*** Opening Text section ***

Over the past six years, Sirikit had been permanently hospitalized and suffered from “several illnesses,” according to the palace. She had been struggling with a blood infection since mid-October. Despite the efforts of her medical team, her condition did not improve.

Thailand’s government has declared a 30-day mourning period and flags are flying at half-mast following the death of the Queen Mother. The government requests Thais not to wear colorful clothing for 90 days.

Civil servants, employees of state-owned enterprises and government officials must observe one year of mourning from today. The public is encouraged to observe whatever period of mourning they deem appropriate.

The Queen Mother’s body will lie in state in the Dusit Throne Hall of the Grand Palace in Bangkok. Thais will be allowed to pay their respects there on Sunday and take part in a ceremony in front of a portrait of Sirikit in the Sahathai Samakhom Pavilion.

70 years of king

Thais gathered at Chulalongkorn Hospital on Saturday morning with portraits of Sirikit and expressed their grief. “My heart feels empty,” says 68-year-old Wilai. “I have known her since I was born. I will always remember her dedication.”

The late King Bhumibol Adulyadej with Queen Sirikit and then Crown Prince Maha Vajiralongkorn, the current King of Thailand, at the Grand Palace in Bangkok in 2007. © AFP

Sirikit was married for more than sixty years to Thailand’s longest-serving king, King Bhumibol Adulyadej, who died in 2016 after seventy years on the throne.

Thai Prime Minister Anutin Charnvirakul canceled his Saturday flight to Malaysia, where a summit of Southeast Asian leaders will take place in the coming days, following news of the Queen Mother’s death. The Thai leader instead held a cabinet meeting to discuss the funeral.

According to local media, Prime Minister Anutin will fly to Malaysia on Sunday, the same day that US President Donald Trump will attend the signing of a peace deal between Thailand and Cambodia after a border dispute turned into a bloody conflict in July.

Development programs

Sirikit was born into a wealthy, aristocratic family in Bangkok in 1932, the year Thailand’s absolute monarchy was replaced by a constitutional system. She met Bhumibol in 1948 in Paris, where her father was the Thai ambassador and the 16-year-old Sirikit was studying music and languages.

*** Closing Text section ***
*** Opening Dataset records ***

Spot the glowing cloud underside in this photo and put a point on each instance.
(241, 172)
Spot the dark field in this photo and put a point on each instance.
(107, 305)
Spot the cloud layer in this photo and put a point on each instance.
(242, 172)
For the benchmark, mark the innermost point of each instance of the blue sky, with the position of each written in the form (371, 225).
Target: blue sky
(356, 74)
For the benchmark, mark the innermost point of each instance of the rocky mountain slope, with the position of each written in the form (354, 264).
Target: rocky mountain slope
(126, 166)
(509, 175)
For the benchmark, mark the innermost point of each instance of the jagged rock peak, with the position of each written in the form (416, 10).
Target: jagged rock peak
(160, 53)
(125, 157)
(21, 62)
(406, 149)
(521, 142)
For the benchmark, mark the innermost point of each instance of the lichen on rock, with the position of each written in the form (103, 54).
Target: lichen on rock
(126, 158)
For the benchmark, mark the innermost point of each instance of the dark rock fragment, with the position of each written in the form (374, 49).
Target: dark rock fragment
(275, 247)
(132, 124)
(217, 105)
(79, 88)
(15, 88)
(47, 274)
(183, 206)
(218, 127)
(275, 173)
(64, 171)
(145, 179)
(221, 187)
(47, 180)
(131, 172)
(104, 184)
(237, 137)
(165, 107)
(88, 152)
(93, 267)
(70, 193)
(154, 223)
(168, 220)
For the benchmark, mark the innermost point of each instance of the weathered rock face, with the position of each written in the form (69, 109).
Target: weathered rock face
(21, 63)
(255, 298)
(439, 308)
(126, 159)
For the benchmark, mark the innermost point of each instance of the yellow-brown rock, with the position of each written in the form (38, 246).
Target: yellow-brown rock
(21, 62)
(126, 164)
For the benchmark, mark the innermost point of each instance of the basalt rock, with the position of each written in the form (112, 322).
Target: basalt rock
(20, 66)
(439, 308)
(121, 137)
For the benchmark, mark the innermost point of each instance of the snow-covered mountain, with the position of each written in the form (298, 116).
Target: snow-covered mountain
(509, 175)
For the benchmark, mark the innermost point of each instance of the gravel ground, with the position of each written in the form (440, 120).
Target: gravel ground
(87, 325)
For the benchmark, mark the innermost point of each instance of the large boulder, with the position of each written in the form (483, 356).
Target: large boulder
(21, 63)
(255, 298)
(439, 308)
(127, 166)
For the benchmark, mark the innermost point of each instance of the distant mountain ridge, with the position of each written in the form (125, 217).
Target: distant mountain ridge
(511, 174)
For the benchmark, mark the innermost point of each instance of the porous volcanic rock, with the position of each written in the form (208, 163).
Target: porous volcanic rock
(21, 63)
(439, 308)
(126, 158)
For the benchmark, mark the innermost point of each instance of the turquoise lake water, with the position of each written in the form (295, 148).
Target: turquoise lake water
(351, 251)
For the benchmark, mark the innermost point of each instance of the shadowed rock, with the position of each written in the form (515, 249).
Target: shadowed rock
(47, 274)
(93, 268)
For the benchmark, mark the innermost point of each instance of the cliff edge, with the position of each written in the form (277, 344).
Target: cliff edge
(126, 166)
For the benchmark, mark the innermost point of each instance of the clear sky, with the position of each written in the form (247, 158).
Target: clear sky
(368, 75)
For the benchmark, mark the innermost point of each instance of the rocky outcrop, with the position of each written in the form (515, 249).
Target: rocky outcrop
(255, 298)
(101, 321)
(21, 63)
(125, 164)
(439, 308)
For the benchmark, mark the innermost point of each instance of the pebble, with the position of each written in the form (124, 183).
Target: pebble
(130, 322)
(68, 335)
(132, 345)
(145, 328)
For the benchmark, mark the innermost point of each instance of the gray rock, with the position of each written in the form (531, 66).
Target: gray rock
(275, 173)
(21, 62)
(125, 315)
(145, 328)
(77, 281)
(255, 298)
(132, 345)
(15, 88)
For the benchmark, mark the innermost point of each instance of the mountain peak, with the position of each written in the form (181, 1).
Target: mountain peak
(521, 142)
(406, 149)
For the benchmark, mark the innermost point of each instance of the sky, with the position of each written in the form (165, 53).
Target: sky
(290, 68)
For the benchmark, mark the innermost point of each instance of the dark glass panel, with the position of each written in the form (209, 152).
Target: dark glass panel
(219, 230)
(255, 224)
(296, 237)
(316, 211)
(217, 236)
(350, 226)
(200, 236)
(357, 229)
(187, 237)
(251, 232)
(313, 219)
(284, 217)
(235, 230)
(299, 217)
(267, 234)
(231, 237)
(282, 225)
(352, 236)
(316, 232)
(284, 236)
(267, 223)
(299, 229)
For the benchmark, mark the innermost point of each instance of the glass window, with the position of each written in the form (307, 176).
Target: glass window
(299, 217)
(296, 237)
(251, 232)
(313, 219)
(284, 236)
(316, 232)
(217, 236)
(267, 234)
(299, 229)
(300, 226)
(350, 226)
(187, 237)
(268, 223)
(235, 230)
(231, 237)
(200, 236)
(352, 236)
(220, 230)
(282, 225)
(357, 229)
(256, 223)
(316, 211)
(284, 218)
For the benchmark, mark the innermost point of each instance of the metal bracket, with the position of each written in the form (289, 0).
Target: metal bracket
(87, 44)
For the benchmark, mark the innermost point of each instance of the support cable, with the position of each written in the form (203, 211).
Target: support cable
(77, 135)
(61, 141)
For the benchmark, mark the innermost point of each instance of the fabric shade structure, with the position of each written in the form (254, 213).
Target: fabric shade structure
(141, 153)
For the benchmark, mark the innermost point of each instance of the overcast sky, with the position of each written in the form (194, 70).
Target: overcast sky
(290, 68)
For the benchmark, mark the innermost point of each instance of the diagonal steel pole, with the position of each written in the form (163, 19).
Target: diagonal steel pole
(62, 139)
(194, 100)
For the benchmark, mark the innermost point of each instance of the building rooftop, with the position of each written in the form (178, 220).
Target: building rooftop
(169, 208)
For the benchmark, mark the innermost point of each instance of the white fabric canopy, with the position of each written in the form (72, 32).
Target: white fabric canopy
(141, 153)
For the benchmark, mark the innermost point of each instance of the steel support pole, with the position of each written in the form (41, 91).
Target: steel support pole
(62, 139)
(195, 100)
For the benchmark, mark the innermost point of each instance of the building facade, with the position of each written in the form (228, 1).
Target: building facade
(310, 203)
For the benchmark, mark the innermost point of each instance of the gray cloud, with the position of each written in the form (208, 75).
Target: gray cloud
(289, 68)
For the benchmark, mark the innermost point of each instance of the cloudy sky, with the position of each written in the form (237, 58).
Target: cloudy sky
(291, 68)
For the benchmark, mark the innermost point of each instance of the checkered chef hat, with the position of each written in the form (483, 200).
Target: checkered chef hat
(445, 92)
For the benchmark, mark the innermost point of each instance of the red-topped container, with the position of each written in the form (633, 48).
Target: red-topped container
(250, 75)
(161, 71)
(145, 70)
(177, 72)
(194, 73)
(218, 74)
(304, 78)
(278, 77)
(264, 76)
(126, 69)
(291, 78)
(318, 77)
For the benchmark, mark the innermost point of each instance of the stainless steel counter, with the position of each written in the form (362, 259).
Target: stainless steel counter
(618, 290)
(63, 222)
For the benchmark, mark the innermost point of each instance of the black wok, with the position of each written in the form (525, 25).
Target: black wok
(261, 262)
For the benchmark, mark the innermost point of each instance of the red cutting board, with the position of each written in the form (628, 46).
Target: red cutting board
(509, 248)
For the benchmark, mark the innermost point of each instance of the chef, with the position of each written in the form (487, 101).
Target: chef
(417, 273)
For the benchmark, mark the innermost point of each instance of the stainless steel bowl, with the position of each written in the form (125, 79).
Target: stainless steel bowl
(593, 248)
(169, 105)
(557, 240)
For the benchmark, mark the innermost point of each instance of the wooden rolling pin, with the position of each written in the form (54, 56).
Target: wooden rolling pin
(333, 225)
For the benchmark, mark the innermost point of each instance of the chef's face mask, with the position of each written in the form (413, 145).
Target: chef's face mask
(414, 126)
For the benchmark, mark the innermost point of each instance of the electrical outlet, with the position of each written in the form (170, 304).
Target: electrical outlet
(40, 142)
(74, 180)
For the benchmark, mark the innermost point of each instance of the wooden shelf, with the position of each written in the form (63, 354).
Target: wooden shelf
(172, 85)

*** Closing Dataset records ***

▸ Explore the material:
1. Print the stretch of the article about Sirikit's death from "The late King" through "conflict in July.".
2. Answer these questions from the article about Sirikit's death:
(a) How long is the mourning period the Thai government has declared?
(b) In which hall of the Grand Palace will the Queen Mother's body lie in state?
(c) In what city did Sirikit meet Bhumibol in 1948?
3. Which people does the article about Sirikit's death mention by name? List all of them.

▸ Expected results:
1.
The late King Bhumibol Adulyadej with Queen Sirikit and then Crown Prince Maha Vajiralongkorn, the current King of Thailand, at the Grand Palace in Bangkok in 2007. © AFP

Sirikit was married for more than sixty years to Thailand’s longest-serving king, King Bhumibol Adulyadej, who died in 2016 after seventy years on the throne.

Thai Prime Minister Anutin Charnvirakul canceled his Saturday flight to Malaysia, where a summit of Southeast Asian leaders will take place in the coming days, following news of the Queen Mother’s death. The Thai leader instead held a cabinet meeting to discuss the funeral.

According to local media, Prime Minister Anutin will fly to Malaysia on Sunday, the same day that US President Donald Trump will attend the signing of a peace deal between Thailand and Cambodia after a border dispute turned into a bloody conflict in July.

2.
(a) 30 days
(b) The Dusit Throne Hall
(c) Paris

3.
Sirikit
Wilai
Bhumibol Adulyadej
Maha Vajiralongkorn
Anutin Charnvirakul
Donald Trump